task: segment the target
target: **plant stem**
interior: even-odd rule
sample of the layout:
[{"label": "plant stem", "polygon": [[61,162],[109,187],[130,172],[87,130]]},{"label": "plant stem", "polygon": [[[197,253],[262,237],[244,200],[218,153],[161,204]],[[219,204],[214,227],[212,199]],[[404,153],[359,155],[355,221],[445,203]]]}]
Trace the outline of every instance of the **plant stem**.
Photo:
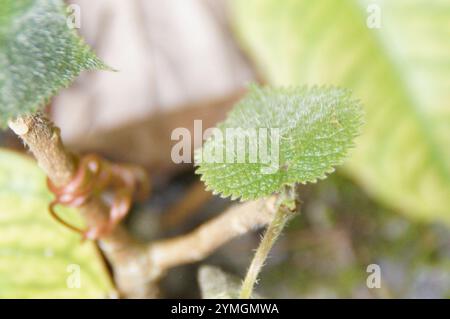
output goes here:
[{"label": "plant stem", "polygon": [[[59,129],[44,114],[24,115],[10,121],[9,126],[29,147],[54,185],[63,186],[71,181],[77,157],[64,147]],[[108,221],[109,208],[99,198],[92,198],[79,211],[90,227]],[[159,279],[160,275],[151,273],[149,262],[141,258],[145,255],[144,245],[135,241],[122,225],[98,243],[114,268],[114,279],[121,295],[156,296],[156,285],[143,285],[149,282],[148,278]]]},{"label": "plant stem", "polygon": [[275,205],[275,196],[234,205],[188,234],[155,241],[148,250],[152,264],[170,269],[202,260],[231,239],[270,223]]},{"label": "plant stem", "polygon": [[[77,157],[65,148],[59,129],[45,115],[25,115],[10,121],[9,126],[55,185],[71,181]],[[205,258],[233,238],[267,225],[274,219],[276,202],[275,197],[270,197],[235,205],[191,233],[150,243],[136,241],[123,225],[118,225],[98,244],[113,268],[122,297],[157,297],[158,281],[167,270]],[[88,201],[79,211],[89,226],[104,223],[109,213],[99,198]]]},{"label": "plant stem", "polygon": [[258,280],[258,275],[261,272],[262,267],[264,266],[270,250],[280,236],[284,226],[286,226],[286,223],[295,213],[291,208],[286,207],[283,200],[281,199],[279,199],[275,209],[275,216],[264,233],[261,243],[259,244],[255,256],[253,257],[252,263],[250,264],[250,267],[247,271],[244,282],[242,283],[241,291],[239,294],[240,299],[251,298],[253,294],[253,288]]}]

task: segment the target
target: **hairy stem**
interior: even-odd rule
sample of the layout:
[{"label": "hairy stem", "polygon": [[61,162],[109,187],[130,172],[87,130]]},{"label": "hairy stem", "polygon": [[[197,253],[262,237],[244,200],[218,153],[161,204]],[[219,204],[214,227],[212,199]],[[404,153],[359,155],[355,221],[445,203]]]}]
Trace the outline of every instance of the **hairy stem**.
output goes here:
[{"label": "hairy stem", "polygon": [[276,240],[283,231],[284,226],[288,220],[293,216],[293,210],[284,205],[281,199],[276,204],[276,213],[269,223],[261,243],[256,250],[255,256],[250,264],[245,279],[242,283],[239,294],[240,299],[249,299],[253,294],[253,288],[258,280],[258,275],[261,272],[264,263],[269,256],[269,252],[275,244]]}]

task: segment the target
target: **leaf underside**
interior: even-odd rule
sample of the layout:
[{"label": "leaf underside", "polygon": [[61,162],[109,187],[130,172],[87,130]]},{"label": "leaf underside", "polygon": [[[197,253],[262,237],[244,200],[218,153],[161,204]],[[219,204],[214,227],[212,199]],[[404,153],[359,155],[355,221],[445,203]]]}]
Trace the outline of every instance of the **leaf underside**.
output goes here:
[{"label": "leaf underside", "polygon": [[0,126],[44,107],[83,70],[106,69],[67,25],[62,0],[2,0]]},{"label": "leaf underside", "polygon": [[[51,199],[34,161],[0,149],[0,298],[106,297],[111,282],[95,245],[50,217]],[[72,209],[58,211],[79,222]]]},{"label": "leaf underside", "polygon": [[234,0],[231,12],[271,85],[329,83],[361,99],[347,173],[390,207],[450,224],[448,0]]},{"label": "leaf underside", "polygon": [[[334,171],[353,145],[362,123],[362,109],[349,91],[332,87],[260,88],[253,86],[218,125],[224,138],[212,135],[196,152],[197,173],[207,189],[232,199],[256,199],[282,190],[284,185],[315,182]],[[233,152],[227,157],[227,144],[233,136],[228,129],[240,128]],[[279,144],[272,132],[279,130]],[[267,130],[258,142],[255,136]],[[256,135],[246,135],[256,132]],[[256,141],[256,149],[250,145]],[[245,141],[240,144],[238,140]],[[266,160],[259,148],[267,141]],[[230,147],[230,146],[228,146]],[[231,147],[230,147],[231,149]],[[257,152],[258,157],[251,153]],[[239,154],[245,154],[244,162]],[[220,163],[207,160],[206,154],[224,154]],[[201,158],[200,158],[201,157]],[[216,157],[217,158],[217,157]],[[241,160],[242,161],[242,160]],[[275,165],[274,165],[275,164]],[[275,169],[274,169],[275,168]]]}]

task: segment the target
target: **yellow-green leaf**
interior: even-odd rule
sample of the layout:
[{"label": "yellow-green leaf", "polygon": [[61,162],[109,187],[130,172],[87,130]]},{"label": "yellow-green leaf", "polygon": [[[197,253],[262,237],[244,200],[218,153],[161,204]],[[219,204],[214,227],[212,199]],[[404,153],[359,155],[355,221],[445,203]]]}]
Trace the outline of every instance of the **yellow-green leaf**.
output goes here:
[{"label": "yellow-green leaf", "polygon": [[362,100],[351,176],[391,207],[450,224],[448,0],[235,0],[232,12],[270,83]]},{"label": "yellow-green leaf", "polygon": [[0,149],[0,298],[107,297],[97,248],[50,217],[51,199],[33,160]]}]

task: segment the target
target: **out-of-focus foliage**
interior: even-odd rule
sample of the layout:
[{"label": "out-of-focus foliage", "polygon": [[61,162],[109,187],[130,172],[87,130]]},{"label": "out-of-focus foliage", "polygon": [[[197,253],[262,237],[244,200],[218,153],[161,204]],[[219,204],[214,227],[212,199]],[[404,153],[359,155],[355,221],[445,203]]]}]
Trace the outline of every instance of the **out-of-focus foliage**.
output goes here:
[{"label": "out-of-focus foliage", "polygon": [[0,126],[43,107],[83,70],[104,69],[67,23],[62,0],[0,4]]},{"label": "out-of-focus foliage", "polygon": [[0,150],[0,297],[105,297],[112,287],[96,247],[50,217],[51,198],[35,162]]},{"label": "out-of-focus foliage", "polygon": [[232,4],[270,83],[338,85],[361,98],[367,124],[346,171],[382,203],[450,223],[450,2]]},{"label": "out-of-focus foliage", "polygon": [[342,163],[361,124],[347,90],[253,86],[196,153],[197,173],[207,189],[242,200],[316,182]]}]

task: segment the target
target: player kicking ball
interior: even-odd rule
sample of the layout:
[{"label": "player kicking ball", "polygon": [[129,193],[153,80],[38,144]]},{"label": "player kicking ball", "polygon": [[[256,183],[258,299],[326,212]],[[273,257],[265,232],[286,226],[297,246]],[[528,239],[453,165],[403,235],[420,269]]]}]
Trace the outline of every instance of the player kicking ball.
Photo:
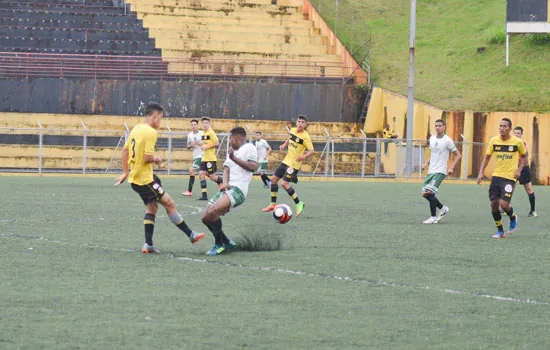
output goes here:
[{"label": "player kicking ball", "polygon": [[[449,212],[449,207],[441,204],[436,195],[439,187],[447,175],[451,175],[456,164],[462,157],[456,148],[453,140],[445,134],[447,125],[442,119],[435,121],[435,135],[430,137],[430,158],[422,166],[422,170],[428,169],[428,176],[424,181],[422,188],[422,197],[426,198],[430,203],[430,217],[423,224],[437,224]],[[451,152],[454,154],[453,163],[447,168],[449,156]],[[439,209],[439,215],[436,215],[436,209]]]},{"label": "player kicking ball", "polygon": [[[497,226],[497,233],[492,236],[493,238],[506,237],[504,228],[502,227],[502,214],[499,207],[510,218],[508,233],[514,233],[518,227],[518,218],[510,202],[512,201],[512,194],[516,186],[516,179],[520,177],[523,167],[527,164],[528,155],[523,141],[512,136],[511,132],[512,121],[508,118],[503,118],[499,125],[500,136],[495,136],[489,141],[487,153],[483,158],[477,177],[477,183],[480,185],[489,160],[493,154],[496,155],[496,165],[491,178],[491,185],[489,186],[491,212]],[[519,159],[520,154],[523,156],[521,160]]]},{"label": "player kicking ball", "polygon": [[214,245],[207,255],[219,255],[237,246],[223,232],[221,216],[244,203],[252,174],[258,169],[256,147],[246,143],[246,131],[243,128],[231,130],[229,142],[227,159],[223,163],[222,186],[208,202],[202,218],[202,222],[214,235]]}]

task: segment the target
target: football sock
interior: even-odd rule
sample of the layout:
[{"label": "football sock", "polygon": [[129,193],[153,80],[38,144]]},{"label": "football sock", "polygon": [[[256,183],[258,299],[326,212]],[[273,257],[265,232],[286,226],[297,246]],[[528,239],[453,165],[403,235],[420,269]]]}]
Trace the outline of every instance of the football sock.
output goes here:
[{"label": "football sock", "polygon": [[292,186],[290,186],[286,190],[286,193],[288,193],[290,198],[292,198],[294,200],[294,203],[296,203],[296,204],[300,203],[300,199],[298,199],[298,195],[296,194],[296,191],[294,190],[294,188]]},{"label": "football sock", "polygon": [[223,182],[223,177],[218,175],[218,178],[216,179],[216,183],[219,185]]},{"label": "football sock", "polygon": [[508,207],[508,210],[505,210],[506,215],[510,218],[511,221],[516,220],[516,214],[514,214],[514,208]]},{"label": "football sock", "polygon": [[443,208],[443,204],[441,204],[441,202],[439,201],[439,199],[437,199],[437,197],[435,197],[435,205],[437,206],[437,209]]},{"label": "football sock", "polygon": [[221,246],[223,244],[229,243],[229,238],[223,233],[222,230],[222,219],[214,221],[212,224],[208,225],[208,229],[214,235],[214,244]]},{"label": "football sock", "polygon": [[277,203],[277,192],[279,192],[279,185],[271,184],[271,203]]},{"label": "football sock", "polygon": [[187,224],[185,223],[185,221],[182,219],[181,215],[177,211],[173,212],[172,214],[168,214],[168,217],[170,218],[170,221],[172,221],[172,223],[176,225],[180,230],[185,232],[185,234],[188,237],[191,236],[191,233],[193,231],[191,231],[189,226],[187,226]]},{"label": "football sock", "polygon": [[267,178],[267,175],[266,175],[266,174],[262,174],[262,175],[261,175],[261,178],[262,178],[262,182],[264,183],[264,185],[267,186],[267,182],[269,181],[269,179]]},{"label": "football sock", "polygon": [[145,226],[145,243],[153,245],[153,231],[155,231],[155,215],[145,214],[143,218],[143,225]]},{"label": "football sock", "polygon": [[431,216],[435,216],[436,208],[437,208],[437,198],[435,198],[435,195],[433,193],[430,193],[426,199],[428,202],[430,202],[430,214]]},{"label": "football sock", "polygon": [[208,197],[206,194],[206,180],[201,180],[201,193],[203,198]]},{"label": "football sock", "polygon": [[531,203],[531,211],[535,211],[535,192],[529,195],[529,203]]},{"label": "football sock", "polygon": [[187,190],[189,192],[192,192],[193,191],[193,185],[195,184],[195,175],[190,175],[189,176],[189,187],[187,188]]},{"label": "football sock", "polygon": [[495,220],[495,225],[497,225],[498,230],[504,231],[504,228],[502,227],[502,215],[500,214],[500,210],[494,211],[492,214],[493,214],[493,219]]}]

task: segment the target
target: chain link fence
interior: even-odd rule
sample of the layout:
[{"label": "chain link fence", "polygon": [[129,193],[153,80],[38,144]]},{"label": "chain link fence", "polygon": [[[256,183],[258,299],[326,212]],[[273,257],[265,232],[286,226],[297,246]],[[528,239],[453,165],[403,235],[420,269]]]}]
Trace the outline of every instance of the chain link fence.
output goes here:
[{"label": "chain link fence", "polygon": [[[121,153],[129,135],[125,130],[90,130],[84,123],[75,129],[0,128],[0,171],[33,173],[118,173],[121,171]],[[168,127],[167,127],[168,128]],[[155,169],[159,174],[187,174],[193,163],[193,154],[187,149],[187,132],[168,128],[160,131],[157,140],[157,155],[163,159]],[[218,133],[220,147],[217,149],[218,169],[221,174],[229,148],[229,135]],[[273,173],[286,156],[287,150],[279,147],[288,134],[264,133],[263,138],[273,152],[269,157],[268,174]],[[248,130],[249,142],[254,142],[252,130]],[[300,173],[314,177],[405,177],[406,142],[401,139],[363,137],[336,137],[325,130],[325,135],[311,136],[315,153],[304,160]],[[487,144],[455,142],[462,158],[457,163],[455,179],[477,177]],[[428,141],[412,141],[413,178],[423,178],[422,169],[429,157]],[[532,155],[532,173],[537,176],[539,163],[550,161],[547,154]],[[493,157],[494,158],[494,157]],[[452,156],[451,156],[452,159]],[[494,160],[491,160],[486,175],[490,175]],[[533,169],[534,168],[534,169]],[[536,179],[533,179],[536,183]]]}]

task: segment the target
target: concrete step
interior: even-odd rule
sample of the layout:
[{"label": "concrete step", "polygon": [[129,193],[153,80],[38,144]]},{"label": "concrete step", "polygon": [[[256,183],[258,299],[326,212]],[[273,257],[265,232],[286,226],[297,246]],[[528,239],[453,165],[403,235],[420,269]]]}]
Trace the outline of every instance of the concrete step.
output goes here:
[{"label": "concrete step", "polygon": [[109,30],[141,30],[143,27],[141,21],[135,22],[116,22],[116,21],[92,21],[77,19],[40,19],[40,18],[21,18],[21,17],[0,17],[0,25],[25,26],[25,27],[55,27],[55,28],[82,28],[82,29],[109,29]]},{"label": "concrete step", "polygon": [[[38,0],[40,1],[40,0]],[[43,3],[42,1],[29,2],[0,2],[0,9],[15,9],[15,10],[42,10],[42,11],[64,11],[64,12],[86,12],[86,13],[117,13],[124,14],[123,7],[115,6],[101,6],[101,5],[90,5],[90,4],[72,4],[72,3],[60,3],[60,4],[49,4]]]},{"label": "concrete step", "polygon": [[72,39],[72,40],[138,40],[148,41],[147,30],[103,30],[53,27],[0,26],[0,37]]},{"label": "concrete step", "polygon": [[[128,4],[151,4],[151,0],[126,0]],[[215,6],[240,6],[240,7],[256,7],[256,6],[283,6],[300,8],[299,2],[295,0],[155,0],[155,5],[160,6],[179,6],[179,7],[200,7],[209,8]]]},{"label": "concrete step", "polygon": [[[147,22],[147,21],[146,21]],[[265,34],[289,34],[289,35],[318,35],[319,30],[315,29],[312,25],[291,27],[287,25],[281,25],[277,23],[225,23],[225,22],[213,22],[213,23],[193,23],[193,22],[178,22],[174,23],[151,23],[147,22],[147,26],[151,36],[170,35],[170,33],[180,33],[186,31],[213,31],[213,32],[226,32],[226,33],[265,33]],[[159,33],[159,34],[153,34]]]},{"label": "concrete step", "polygon": [[1,17],[19,17],[46,20],[73,20],[73,21],[96,21],[96,22],[121,22],[135,23],[136,18],[124,14],[102,14],[96,12],[72,12],[72,11],[45,11],[45,10],[16,10],[0,9]]},{"label": "concrete step", "polygon": [[187,24],[203,24],[203,25],[247,25],[247,26],[272,26],[272,27],[289,27],[289,28],[313,28],[313,23],[303,19],[286,18],[274,19],[269,16],[264,18],[250,17],[198,17],[198,16],[164,16],[157,14],[138,13],[137,18],[143,21],[143,26],[146,28],[186,28]]},{"label": "concrete step", "polygon": [[311,55],[311,54],[296,54],[296,53],[254,53],[254,52],[225,52],[214,50],[200,50],[200,51],[183,51],[183,50],[162,50],[163,59],[170,61],[170,59],[178,58],[195,58],[195,59],[212,59],[212,60],[281,60],[281,61],[296,61],[296,62],[329,62],[339,63],[340,57],[336,55]]},{"label": "concrete step", "polygon": [[72,50],[152,51],[152,40],[73,40],[28,37],[0,37],[0,47]]}]

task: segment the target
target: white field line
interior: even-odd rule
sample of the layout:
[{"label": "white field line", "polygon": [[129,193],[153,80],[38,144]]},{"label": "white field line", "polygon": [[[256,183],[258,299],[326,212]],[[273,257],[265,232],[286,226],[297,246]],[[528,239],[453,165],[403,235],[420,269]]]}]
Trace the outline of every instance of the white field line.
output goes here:
[{"label": "white field line", "polygon": [[[139,250],[136,250],[136,249],[112,248],[112,247],[104,247],[104,246],[88,244],[88,243],[78,244],[73,242],[52,240],[46,237],[24,236],[24,235],[17,235],[17,234],[11,234],[11,233],[0,233],[0,237],[28,239],[28,240],[42,241],[42,242],[55,243],[55,244],[74,245],[74,246],[80,246],[85,248],[102,249],[102,250],[114,251],[114,252],[128,252],[128,253],[140,252]],[[290,274],[290,275],[296,275],[296,276],[323,278],[323,279],[330,279],[330,280],[336,280],[336,281],[364,283],[371,286],[399,287],[399,288],[414,289],[414,290],[433,291],[433,292],[444,293],[444,294],[457,294],[457,295],[465,295],[465,296],[477,297],[477,298],[493,299],[493,300],[505,301],[510,303],[550,306],[550,302],[538,301],[535,299],[521,299],[516,297],[505,297],[500,295],[491,295],[491,294],[484,294],[479,292],[467,292],[467,291],[460,291],[460,290],[453,290],[453,289],[432,288],[430,286],[411,286],[411,285],[402,284],[402,283],[386,282],[383,280],[369,280],[369,279],[354,278],[349,276],[336,276],[336,275],[328,275],[328,274],[315,273],[315,272],[288,270],[288,269],[283,269],[279,267],[249,266],[249,265],[229,263],[224,261],[189,258],[185,256],[174,256],[172,254],[161,254],[161,255],[166,258],[171,258],[176,260],[189,261],[194,263],[203,263],[203,264],[214,264],[214,265],[221,265],[225,267],[242,268],[242,269],[253,270],[253,271],[266,271],[266,272],[275,272],[275,273]]]}]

## WHAT IS BEING ASKED
Which lines of the listing include the string "every"? Pull them out.

## SOLUTION
Trace the outline of every instance of the **plant stem**.
Trace the outline of every instance of the **hairy stem**.
Trace the outline of every instance of the **leaf underside**.
Trace the outline of every instance of the **yellow-green leaf**.
Trace the outline of every instance of the **out-of-focus foliage**.
Trace the outline of every instance of the player kicking ball.
Trace the outline of every instance of the football sock.
Trace the outline of every instance of the chain link fence.
Trace the outline of every instance of the concrete step.
Trace the outline of every instance of the white field line.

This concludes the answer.